-- BEGIN Given records --
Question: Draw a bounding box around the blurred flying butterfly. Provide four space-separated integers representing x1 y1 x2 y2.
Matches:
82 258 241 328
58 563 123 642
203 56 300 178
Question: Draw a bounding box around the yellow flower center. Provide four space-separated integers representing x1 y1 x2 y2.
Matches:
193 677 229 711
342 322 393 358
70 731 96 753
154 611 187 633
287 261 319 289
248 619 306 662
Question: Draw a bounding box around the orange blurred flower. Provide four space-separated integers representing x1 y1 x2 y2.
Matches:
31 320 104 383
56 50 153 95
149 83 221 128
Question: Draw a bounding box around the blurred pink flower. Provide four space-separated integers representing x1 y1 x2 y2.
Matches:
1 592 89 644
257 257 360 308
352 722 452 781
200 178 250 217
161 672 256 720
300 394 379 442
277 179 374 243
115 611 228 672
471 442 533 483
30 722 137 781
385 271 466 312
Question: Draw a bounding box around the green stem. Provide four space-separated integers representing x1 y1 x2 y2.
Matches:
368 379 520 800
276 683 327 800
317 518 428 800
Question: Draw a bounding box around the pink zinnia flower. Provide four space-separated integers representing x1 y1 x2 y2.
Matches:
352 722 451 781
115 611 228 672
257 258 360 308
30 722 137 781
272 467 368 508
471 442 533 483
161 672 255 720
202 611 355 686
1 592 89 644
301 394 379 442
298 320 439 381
-- END Given records --
-- BEGIN Given records --
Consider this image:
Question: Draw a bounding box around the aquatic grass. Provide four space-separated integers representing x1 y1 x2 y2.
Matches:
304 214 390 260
-- END Given records --
-- BEGIN Given records --
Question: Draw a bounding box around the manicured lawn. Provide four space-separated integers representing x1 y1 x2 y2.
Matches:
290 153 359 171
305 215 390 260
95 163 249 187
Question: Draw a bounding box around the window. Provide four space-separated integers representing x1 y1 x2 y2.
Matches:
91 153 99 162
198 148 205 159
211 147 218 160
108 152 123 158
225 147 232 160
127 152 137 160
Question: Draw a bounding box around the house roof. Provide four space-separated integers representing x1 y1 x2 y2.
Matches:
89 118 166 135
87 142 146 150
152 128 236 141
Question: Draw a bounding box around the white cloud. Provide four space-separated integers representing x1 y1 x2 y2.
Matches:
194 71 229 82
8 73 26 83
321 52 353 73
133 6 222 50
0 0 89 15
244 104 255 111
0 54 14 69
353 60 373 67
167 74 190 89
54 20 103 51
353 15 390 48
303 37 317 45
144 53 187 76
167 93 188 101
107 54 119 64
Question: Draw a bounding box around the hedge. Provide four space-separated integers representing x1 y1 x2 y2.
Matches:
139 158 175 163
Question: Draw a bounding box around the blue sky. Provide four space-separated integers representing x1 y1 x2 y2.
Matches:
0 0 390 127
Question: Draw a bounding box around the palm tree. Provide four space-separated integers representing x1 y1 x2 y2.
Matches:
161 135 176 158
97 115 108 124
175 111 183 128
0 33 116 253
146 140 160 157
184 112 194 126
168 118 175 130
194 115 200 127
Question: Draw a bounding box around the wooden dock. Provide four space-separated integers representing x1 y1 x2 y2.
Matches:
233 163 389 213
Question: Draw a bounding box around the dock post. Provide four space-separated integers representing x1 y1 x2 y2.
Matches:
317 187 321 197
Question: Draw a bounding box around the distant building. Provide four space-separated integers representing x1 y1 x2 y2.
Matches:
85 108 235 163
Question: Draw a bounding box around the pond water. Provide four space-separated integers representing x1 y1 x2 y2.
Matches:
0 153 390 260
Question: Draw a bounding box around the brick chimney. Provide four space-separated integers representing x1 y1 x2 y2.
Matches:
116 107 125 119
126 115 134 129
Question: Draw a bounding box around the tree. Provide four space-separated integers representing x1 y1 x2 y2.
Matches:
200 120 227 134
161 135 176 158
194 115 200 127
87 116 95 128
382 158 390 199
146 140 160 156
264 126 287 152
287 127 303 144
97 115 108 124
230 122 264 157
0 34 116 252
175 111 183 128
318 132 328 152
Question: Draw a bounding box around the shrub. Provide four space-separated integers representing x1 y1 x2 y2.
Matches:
-- END Given records --
Instruction :: Print the part of the records above that opens with the line containing "Question: Draw a bounding box around the green" and closes with the line containing "298 320 439 381", repeating those lines exactly.

Task answer ::
Question: Draw a bounding box around the green stem. Provide four space-separated integers representing x1 y1 x2 y2.
Matches:
368 379 520 800
276 683 327 800
317 518 428 800
Question: Draw a bounding box around the pink zinnia flower. Provide four space-separated integers representing x1 y1 x2 y2.
Matches:
352 722 451 781
115 611 228 672
257 258 360 308
30 722 137 781
272 467 368 508
471 442 533 483
161 672 255 720
202 611 355 686
1 592 89 644
301 394 379 442
298 320 439 381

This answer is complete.